The task: Output every line of the rows below as a Markdown table with the columns No. and Line. Number the lines in order and leave out blank ones.

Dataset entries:
-=-=-=-=-

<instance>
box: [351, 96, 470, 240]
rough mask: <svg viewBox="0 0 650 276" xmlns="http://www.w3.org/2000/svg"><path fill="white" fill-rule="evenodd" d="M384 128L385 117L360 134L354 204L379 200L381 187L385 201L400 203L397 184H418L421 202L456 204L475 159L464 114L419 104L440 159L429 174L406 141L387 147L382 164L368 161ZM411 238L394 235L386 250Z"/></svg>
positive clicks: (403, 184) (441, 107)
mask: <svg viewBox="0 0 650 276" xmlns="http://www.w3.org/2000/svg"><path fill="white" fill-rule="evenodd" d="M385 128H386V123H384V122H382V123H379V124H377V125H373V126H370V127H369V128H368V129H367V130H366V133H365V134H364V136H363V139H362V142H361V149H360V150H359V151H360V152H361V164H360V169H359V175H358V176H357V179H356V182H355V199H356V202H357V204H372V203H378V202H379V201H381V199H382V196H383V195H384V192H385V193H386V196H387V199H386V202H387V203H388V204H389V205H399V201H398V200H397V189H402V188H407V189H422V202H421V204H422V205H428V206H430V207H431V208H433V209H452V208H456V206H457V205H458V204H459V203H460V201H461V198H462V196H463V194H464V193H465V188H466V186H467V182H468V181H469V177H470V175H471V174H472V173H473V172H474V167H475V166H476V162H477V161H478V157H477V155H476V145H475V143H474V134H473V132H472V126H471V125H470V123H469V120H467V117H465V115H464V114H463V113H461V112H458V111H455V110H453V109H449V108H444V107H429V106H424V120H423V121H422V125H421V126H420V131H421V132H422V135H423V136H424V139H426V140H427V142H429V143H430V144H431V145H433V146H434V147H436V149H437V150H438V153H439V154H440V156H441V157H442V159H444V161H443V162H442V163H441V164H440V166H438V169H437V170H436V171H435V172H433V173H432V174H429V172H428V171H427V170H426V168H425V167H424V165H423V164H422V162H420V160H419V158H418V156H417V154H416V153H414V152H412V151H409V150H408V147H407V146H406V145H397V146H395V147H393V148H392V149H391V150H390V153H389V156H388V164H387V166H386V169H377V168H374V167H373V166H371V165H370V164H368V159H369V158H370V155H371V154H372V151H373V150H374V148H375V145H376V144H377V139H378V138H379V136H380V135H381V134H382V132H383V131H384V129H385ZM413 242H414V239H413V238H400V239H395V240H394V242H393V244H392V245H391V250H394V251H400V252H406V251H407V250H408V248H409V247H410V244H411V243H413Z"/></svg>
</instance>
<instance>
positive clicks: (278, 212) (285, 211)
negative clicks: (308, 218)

-=-=-=-=-

Completed task:
| No. | Line |
|---|---|
| 1 | <instance> |
| 2 | box: [351, 96, 470, 240] |
| 3 | rough mask: <svg viewBox="0 0 650 276" xmlns="http://www.w3.org/2000/svg"><path fill="white" fill-rule="evenodd" d="M384 128L385 117L360 134L354 204L379 200L381 187L385 201L400 203L397 184H418L421 202L456 204L475 159L464 114L419 104L440 159L429 174L406 141L387 147L382 164L368 161ZM411 238L394 235L386 250Z"/></svg> |
| 4 | positive clicks: (403, 184) (441, 107) |
| 5 | mask: <svg viewBox="0 0 650 276" xmlns="http://www.w3.org/2000/svg"><path fill="white" fill-rule="evenodd" d="M385 128H386V123H384V122H382V123H379V124H377V125H373V126H370V127H369V128H368V129H367V130H366V133H365V134H364V136H363V139H362V142H361V149H360V150H359V151H360V152H361V164H360V169H359V175H358V176H357V179H356V182H355V199H356V202H357V204H372V203H378V202H379V201H381V199H382V196H383V195H384V192H385V193H386V196H387V199H386V202H387V203H388V204H389V205H399V201H398V200H397V189H402V188H407V189H422V202H421V204H422V205H428V206H430V207H431V208H433V209H452V208H456V206H457V205H458V204H459V203H460V201H461V198H462V196H463V194H464V193H465V188H466V186H467V182H468V181H469V177H470V175H471V174H472V173H473V172H474V167H475V166H476V162H477V161H478V157H477V155H476V145H475V143H474V134H473V132H472V126H471V125H470V123H469V120H467V117H465V115H464V114H463V113H461V112H458V111H455V110H453V109H449V108H444V107H429V106H424V120H423V121H422V125H421V126H420V131H421V132H422V135H423V136H424V139H426V140H427V142H429V143H430V144H431V145H433V146H434V147H436V149H437V150H438V153H439V154H440V156H441V157H442V159H444V161H443V162H442V163H441V164H440V166H438V169H437V170H436V171H435V172H433V173H432V174H429V172H428V171H427V170H426V168H425V167H424V165H423V164H422V162H420V160H419V158H418V156H417V154H416V153H414V152H412V151H409V150H408V147H407V146H406V145H397V146H395V147H393V148H392V149H391V150H390V153H389V156H388V164H387V166H386V169H377V168H374V167H373V166H371V165H370V164H368V159H369V158H370V155H371V154H372V151H373V150H374V148H375V145H376V144H377V139H378V138H379V136H380V135H381V134H382V132H383V131H384V129H385ZM413 242H414V239H413V238H400V239H395V240H394V242H393V244H392V245H391V250H394V251H400V252H406V251H407V250H408V248H409V247H410V244H411V243H413Z"/></svg> |
| 6 | </instance> |
| 7 | <instance> |
| 8 | positive clicks: (278, 212) (285, 211) |
| 9 | negative clicks: (308, 218) |